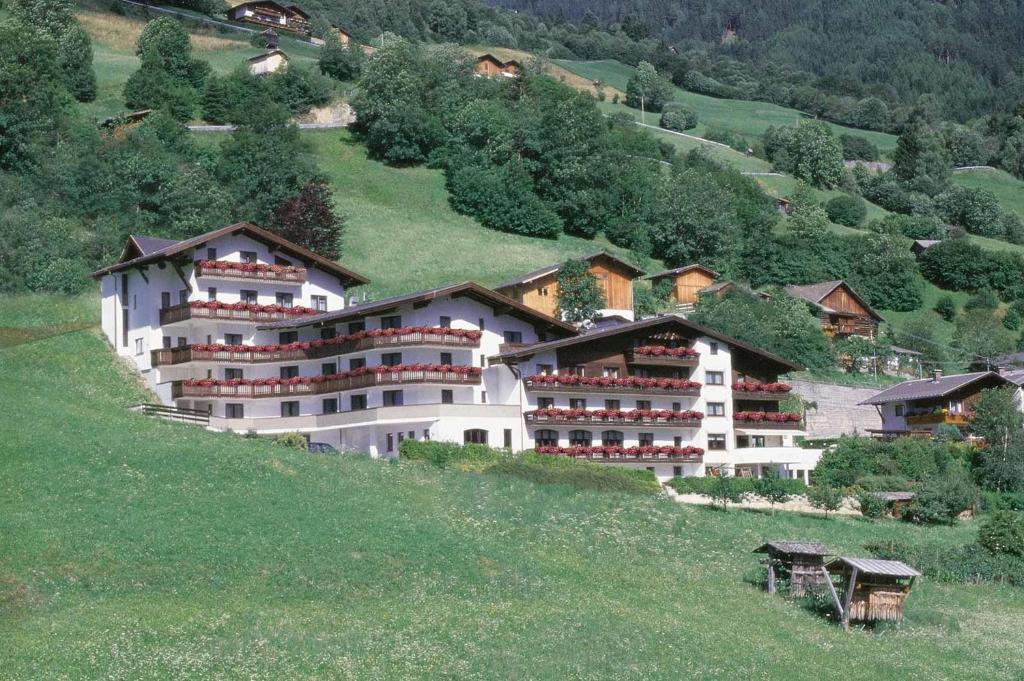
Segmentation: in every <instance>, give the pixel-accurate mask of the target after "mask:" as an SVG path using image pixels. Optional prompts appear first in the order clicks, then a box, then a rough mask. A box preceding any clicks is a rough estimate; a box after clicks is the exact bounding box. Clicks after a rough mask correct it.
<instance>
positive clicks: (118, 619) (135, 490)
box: [0, 298, 1024, 681]
mask: <svg viewBox="0 0 1024 681" xmlns="http://www.w3.org/2000/svg"><path fill="white" fill-rule="evenodd" d="M86 301H87V299H83V303H85V302H86ZM45 302H46V299H41V298H23V299H9V298H8V299H3V300H0V326H2V325H10V324H13V323H17V324H23V323H24V322H25V320H27V318H28V320H32V318H35V317H36V315H37V312H36V311H35V310H36V308H38V306H39V305H41V304H45ZM26 310H27V311H26ZM70 317H75V318H80V315H79V314H78V313H74V314H70V313H69V310H67V309H66V310H65V311H63V312H62V313H61V314H59V315H58V314H54V315H53V317H52V318H47V320H41V322H45V323H46V324H50V325H53V324H60V323H65V322H67V321H68V320H69V318H70ZM140 398H142V395H141V394H140V392H139V390H138V388H137V387H136V383H135V381H133V380H132V379H131V377H130V374H128V373H127V371H126V370H124V369H123V368H122V367H121V366H120V365H119V364H118V363H117V361H116V360H115V359H114V358H113V356H112V355H111V352H110V350H109V349H108V346H106V344H105V342H104V341H103V340H102V339H101V338H100V337H98V336H97V335H96V334H95V333H94V332H92V331H83V332H78V333H76V334H72V335H65V336H60V337H55V338H52V339H45V340H40V341H37V342H34V343H28V344H23V345H18V346H15V347H10V348H7V349H4V350H0V399H2V401H3V405H4V409H5V416H6V418H5V419H4V420H3V421H2V423H0V442H3V445H2V456H0V486H2V491H0V492H2V494H0V637H2V640H3V641H4V645H3V646H0V669H2V670H3V676H4V677H6V678H16V679H33V678H38V679H52V678H100V677H103V678H108V677H112V678H154V679H163V678H213V677H216V678H243V677H244V678H249V679H286V678H310V677H317V678H358V679H394V678H439V677H457V678H460V679H493V678H536V679H565V678H579V679H607V678H616V679H626V678H636V679H640V678H644V679H650V678H664V679H680V678H721V679H736V678H785V679H795V680H800V679H815V680H816V679H843V680H844V681H847V680H851V679H870V680H872V681H877V680H879V679H905V678H942V679H1016V678H1020V674H1021V672H1022V671H1024V661H1022V658H1021V655H1020V651H1021V649H1024V628H1022V627H1021V626H1020V623H1021V621H1022V618H1024V591H1022V590H1019V589H1016V590H1015V589H1013V588H1009V587H994V586H973V587H953V586H947V585H941V584H938V583H935V582H933V581H931V580H928V579H925V580H921V581H919V583H918V584H916V585H915V586H914V590H913V592H912V593H911V595H910V597H909V600H908V603H907V609H906V613H907V622H906V624H905V626H904V627H903V629H902V630H899V631H887V632H885V633H882V632H879V633H871V632H865V631H853V632H851V633H845V632H843V631H842V630H841V629H840V628H839V627H837V626H836V625H835V624H831V623H828V622H825V621H823V620H822V619H820V618H819V616H818V615H816V614H813V613H811V612H810V611H808V610H805V609H804V608H802V607H801V606H800V605H798V604H795V603H792V602H787V601H786V600H784V599H782V598H779V597H774V596H768V595H767V594H765V593H763V592H762V591H761V590H759V589H758V588H756V587H755V586H753V585H752V584H750V583H749V581H748V580H750V579H751V578H753V577H754V576H755V574H756V572H757V564H758V563H757V561H758V558H757V556H755V555H752V554H751V550H752V549H753V548H755V547H756V546H758V545H759V544H761V543H762V542H763V541H764V540H766V539H780V538H801V539H805V540H819V541H822V542H824V543H826V544H827V545H828V546H829V547H833V548H834V549H836V550H839V551H843V552H847V553H853V554H857V553H863V549H862V545H863V544H864V543H865V542H867V541H871V540H882V539H897V540H900V539H903V540H907V541H911V540H912V541H915V542H916V541H922V542H924V541H929V542H943V543H948V544H949V545H953V544H958V543H966V542H969V541H972V539H973V538H974V536H975V531H976V525H974V524H963V525H958V526H955V527H952V528H948V527H936V528H920V527H914V526H910V525H906V524H902V523H897V522H883V523H879V524H872V523H870V522H867V521H864V520H860V519H856V518H851V519H828V520H825V519H823V518H819V517H805V516H801V515H796V514H787V513H778V514H776V515H775V516H774V517H773V516H771V515H769V514H767V513H756V512H743V511H738V510H731V511H728V512H724V513H723V512H721V511H716V510H712V509H709V508H698V507H686V506H680V505H678V504H676V503H673V502H671V501H669V500H667V499H664V498H659V497H646V496H630V495H622V494H602V493H589V492H577V491H572V490H570V488H566V487H562V486H553V485H552V486H542V485H535V484H532V483H529V482H526V481H523V480H519V479H514V478H510V477H505V476H501V475H480V474H472V473H459V472H455V471H442V470H437V469H435V468H433V467H430V466H427V465H423V464H415V463H397V464H387V463H383V462H375V461H370V460H369V459H365V458H360V457H337V456H334V457H331V456H317V455H308V454H305V453H303V452H297V451H288V450H284V449H281V448H278V446H275V445H273V444H270V443H267V442H265V441H260V440H257V439H247V438H245V437H240V436H236V435H228V434H216V433H210V432H206V431H203V430H200V429H197V428H193V427H189V426H183V425H179V424H170V423H164V422H160V421H156V420H152V419H147V418H145V417H142V416H138V415H135V414H132V413H129V412H128V411H126V409H125V408H126V407H127V406H129V405H131V403H133V402H135V401H137V400H139V399H140Z"/></svg>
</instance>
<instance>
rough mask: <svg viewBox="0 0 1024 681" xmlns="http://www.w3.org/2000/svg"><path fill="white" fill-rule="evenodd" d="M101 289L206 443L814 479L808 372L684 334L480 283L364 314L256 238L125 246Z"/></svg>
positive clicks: (322, 281) (693, 335)
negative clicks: (257, 440) (299, 443)
mask: <svg viewBox="0 0 1024 681" xmlns="http://www.w3.org/2000/svg"><path fill="white" fill-rule="evenodd" d="M594 262H595V265H596V266H605V265H607V264H614V263H612V262H610V261H608V260H605V259H603V258H599V257H595V258H594ZM630 271H632V272H633V273H634V274H635V273H636V271H637V270H635V268H633V269H632V270H630ZM93 276H94V278H95V279H96V280H97V281H98V282H99V286H100V291H101V298H102V299H101V318H102V330H103V333H104V335H105V336H106V338H108V340H109V341H110V342H111V344H112V345H113V347H114V348H115V350H116V352H117V353H118V355H120V356H122V357H124V358H125V359H127V360H129V361H130V363H132V364H133V365H134V367H135V368H136V369H137V371H138V372H139V374H140V375H141V376H142V377H143V379H144V380H145V381H146V383H147V385H148V386H150V388H151V389H152V390H153V391H154V392H155V394H156V395H157V396H158V397H159V399H160V401H161V402H162V405H163V406H164V408H163V409H167V410H171V411H173V412H180V413H182V414H184V413H186V412H185V411H184V410H190V411H189V412H187V414H188V415H191V416H195V415H201V417H202V421H203V423H206V424H207V425H208V427H209V428H211V429H215V430H227V431H234V432H240V433H249V432H252V433H255V434H257V435H268V436H272V435H276V434H281V433H286V432H299V433H302V434H304V435H305V436H306V437H307V438H308V439H309V440H311V441H315V442H325V443H329V444H332V445H334V446H336V448H343V449H348V450H354V451H359V452H366V453H369V454H370V455H371V456H374V457H385V458H393V457H396V456H398V444H399V442H400V441H401V440H402V439H404V438H416V439H437V440H445V441H457V442H479V443H486V444H489V445H493V446H501V448H508V449H510V450H512V451H521V450H525V449H536V450H537V451H538V452H540V453H542V454H546V455H550V456H560V457H572V458H580V459H586V460H589V461H593V462H597V463H601V464H608V465H620V466H627V467H632V468H646V469H649V470H651V471H653V472H654V474H655V475H656V476H657V477H659V478H662V479H666V478H669V477H672V476H674V475H709V474H712V475H719V474H739V475H751V476H757V475H761V474H762V473H763V472H764V471H765V470H768V469H773V470H777V471H779V472H780V473H781V474H782V475H783V476H785V477H800V478H803V479H807V477H808V474H809V471H810V470H811V469H813V468H814V466H815V464H816V462H817V458H818V456H819V455H820V452H818V451H816V450H808V449H802V448H800V446H797V445H796V442H795V438H796V437H797V436H799V435H802V434H803V432H804V431H803V430H802V429H801V417H800V415H797V414H786V413H783V412H782V411H781V410H780V409H779V405H780V401H781V400H782V399H783V398H784V397H785V396H786V394H787V392H788V386H787V385H785V384H783V383H779V382H778V380H777V379H778V376H779V374H782V373H785V372H788V371H793V370H796V369H799V367H797V366H795V365H793V364H792V363H790V361H786V360H785V359H782V358H781V357H778V356H776V355H773V354H771V353H769V352H765V351H763V350H760V349H758V348H756V347H753V346H751V345H749V344H746V343H743V342H740V341H737V340H735V339H732V338H729V337H727V336H724V335H722V334H720V333H718V332H715V331H712V330H709V329H705V328H702V327H699V326H697V325H694V324H692V323H690V322H688V321H686V320H685V318H683V317H681V316H677V315H672V314H670V315H664V316H658V317H653V318H649V320H643V321H641V322H630V321H628V320H626V318H624V317H622V316H615V315H612V316H609V317H606V318H605V320H603V321H602V322H601V323H600V324H598V325H596V326H595V327H594V328H593V329H591V330H590V331H589V332H583V331H581V330H579V329H577V328H575V327H573V326H572V325H569V324H566V323H564V322H561V321H559V320H557V318H555V317H553V316H551V315H549V314H546V313H544V312H542V311H540V310H538V309H535V308H534V307H531V306H530V305H527V304H524V303H523V302H520V301H518V300H514V299H512V298H510V297H507V296H505V295H503V294H501V293H499V292H496V291H493V290H489V289H487V288H484V287H482V286H480V285H478V284H474V283H472V282H464V283H461V284H454V285H450V286H445V287H441V288H438V289H432V290H427V291H418V292H415V293H410V294H407V295H401V296H395V297H393V298H387V299H383V300H377V301H373V302H356V299H355V298H354V297H353V296H351V290H352V289H355V288H357V287H359V286H362V285H365V284H367V283H368V280H367V278H365V276H362V275H361V274H358V273H356V272H353V271H351V270H349V269H347V268H345V267H343V266H342V265H340V264H338V263H337V262H334V261H331V260H327V259H325V258H323V257H321V256H317V255H316V254H314V253H312V252H310V251H308V250H306V249H304V248H302V247H300V246H297V245H295V244H292V243H290V242H288V241H286V240H284V239H282V238H280V237H278V236H276V235H274V233H272V232H269V231H266V230H264V229H262V228H260V227H258V226H256V225H253V224H250V223H247V222H241V223H238V224H232V225H227V226H225V227H221V228H219V229H214V230H212V231H209V232H207V233H204V235H200V236H198V237H195V238H193V239H188V240H185V241H180V242H178V241H170V240H163V239H150V238H145V237H132V238H130V239H129V240H128V242H127V244H126V245H125V249H124V251H123V252H122V254H121V257H120V258H118V261H117V262H115V263H114V264H112V265H110V266H108V267H104V268H102V269H100V270H98V271H96V272H94V274H93Z"/></svg>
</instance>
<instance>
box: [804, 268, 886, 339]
mask: <svg viewBox="0 0 1024 681" xmlns="http://www.w3.org/2000/svg"><path fill="white" fill-rule="evenodd" d="M785 292H786V293H788V294H790V295H791V296H793V297H794V298H801V299H803V300H806V301H807V302H809V303H811V304H812V305H813V306H814V307H815V308H816V309H817V311H818V317H819V318H820V321H821V328H822V329H824V332H825V333H826V334H827V335H829V336H835V337H839V338H846V337H847V336H864V337H866V338H874V337H876V336H878V333H879V324H880V323H882V322H884V321H885V320H883V318H882V315H881V314H879V313H878V312H876V311H874V310H873V309H871V306H870V305H868V304H867V301H865V300H864V299H863V298H861V297H860V296H858V295H857V293H856V292H855V291H854V290H853V289H851V288H850V286H849V285H848V284H847V283H846V282H843V281H842V280H836V281H834V282H819V283H818V284H808V285H806V286H787V287H785Z"/></svg>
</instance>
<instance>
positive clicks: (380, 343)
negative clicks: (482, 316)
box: [153, 332, 480, 367]
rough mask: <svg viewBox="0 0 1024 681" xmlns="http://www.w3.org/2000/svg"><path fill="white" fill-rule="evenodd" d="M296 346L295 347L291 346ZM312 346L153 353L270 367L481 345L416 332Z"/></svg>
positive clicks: (308, 345) (155, 362) (177, 347)
mask: <svg viewBox="0 0 1024 681" xmlns="http://www.w3.org/2000/svg"><path fill="white" fill-rule="evenodd" d="M290 345H294V344H290ZM302 345H308V346H309V347H305V348H303V347H282V348H280V349H274V350H263V349H259V347H261V346H254V347H252V348H251V349H250V348H246V349H241V350H240V349H238V346H236V347H234V348H232V349H226V348H225V349H216V350H210V349H205V348H206V346H203V345H199V346H194V345H185V346H182V347H172V348H159V349H156V350H153V364H154V365H155V366H158V367H166V366H171V365H180V364H186V363H189V361H224V363H230V364H267V363H272V361H299V360H302V359H321V358H324V357H333V356H337V355H339V354H348V353H351V352H365V351H367V350H375V349H388V348H401V347H417V346H420V347H449V348H466V349H472V348H477V347H479V346H480V340H479V339H478V338H466V337H465V336H453V335H451V334H424V333H419V332H417V333H414V334H407V335H403V336H378V337H367V338H359V339H353V340H346V341H343V342H341V343H332V342H323V343H321V344H317V341H309V342H308V343H302Z"/></svg>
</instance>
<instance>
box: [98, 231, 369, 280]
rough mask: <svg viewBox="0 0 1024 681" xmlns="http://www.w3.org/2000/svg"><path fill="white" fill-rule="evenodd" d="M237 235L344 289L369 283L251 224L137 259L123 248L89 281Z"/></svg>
mask: <svg viewBox="0 0 1024 681" xmlns="http://www.w3.org/2000/svg"><path fill="white" fill-rule="evenodd" d="M239 232H244V233H246V235H248V236H249V237H252V238H253V239H255V240H256V241H259V242H262V243H264V244H273V245H274V246H278V247H279V248H281V249H282V250H283V251H286V252H288V253H291V254H292V255H293V256H294V257H297V258H302V259H304V260H309V261H311V262H313V263H315V264H316V266H317V267H319V268H321V269H323V270H325V271H329V272H331V273H332V274H335V275H337V276H338V278H339V279H341V280H342V281H343V282H344V283H345V286H347V287H353V286H359V285H360V284H369V283H370V280H369V279H367V278H366V276H364V275H362V274H357V273H356V272H353V271H352V270H351V269H348V268H346V267H342V266H341V265H339V264H338V263H337V262H335V261H334V260H330V259H328V258H325V257H324V256H322V255H317V254H315V253H313V252H312V251H310V250H309V249H307V248H304V247H302V246H299V245H298V244H295V243H293V242H290V241H288V240H287V239H284V238H282V237H279V236H278V235H275V233H273V232H272V231H268V230H266V229H263V228H262V227H258V226H256V225H255V224H253V223H252V222H236V223H234V224H229V225H227V226H225V227H220V228H219V229H214V230H213V231H207V232H206V233H202V235H200V236H198V237H193V238H191V239H185V240H183V241H179V242H173V243H171V244H170V245H169V246H167V247H165V248H161V249H159V250H157V251H153V252H150V253H145V254H143V255H140V256H137V257H131V256H130V255H128V256H127V257H128V259H125V257H126V254H127V253H128V251H127V249H126V252H125V254H122V258H121V260H119V261H118V262H116V263H114V264H113V265H110V266H108V267H103V268H102V269H97V270H96V271H94V272H92V278H93V279H99V278H100V276H104V275H106V274H112V273H114V272H117V271H122V270H125V269H131V268H132V267H138V266H140V265H147V264H150V263H153V262H158V261H160V260H164V259H167V258H171V257H174V256H176V255H180V254H182V253H185V252H186V251H190V250H191V249H195V248H199V247H201V246H202V245H203V244H205V243H207V242H209V241H211V240H214V239H219V238H220V237H226V236H228V235H233V233H239ZM136 239H137V238H136Z"/></svg>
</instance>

PROBLEM DETAILS :: In the entries above, find each line with the word "rough" and return it.

OUTPUT FOR THIS EXERCISE ::
Segmentation: in every <instance>, give the pixel-accurate mask of the target after "mask:" as an SVG path using image pixels. Optional prompts appear first in the order clicks, then a box, then a rough mask. A box preceding any clicks is a rough estimate; a box after clicks is the exact bounding box. Clicks after a rough mask correct it.
rough mask: <svg viewBox="0 0 1024 681" xmlns="http://www.w3.org/2000/svg"><path fill="white" fill-rule="evenodd" d="M101 289L206 443L814 479L808 372L684 334L480 283L364 314L256 238L125 246Z"/></svg>
rough mask: <svg viewBox="0 0 1024 681" xmlns="http://www.w3.org/2000/svg"><path fill="white" fill-rule="evenodd" d="M296 346L295 347L291 346ZM312 346L153 353L270 367L481 345L416 332Z"/></svg>
rough mask: <svg viewBox="0 0 1024 681" xmlns="http://www.w3.org/2000/svg"><path fill="white" fill-rule="evenodd" d="M237 235L344 289L369 283L251 224L137 259L123 248L89 281Z"/></svg>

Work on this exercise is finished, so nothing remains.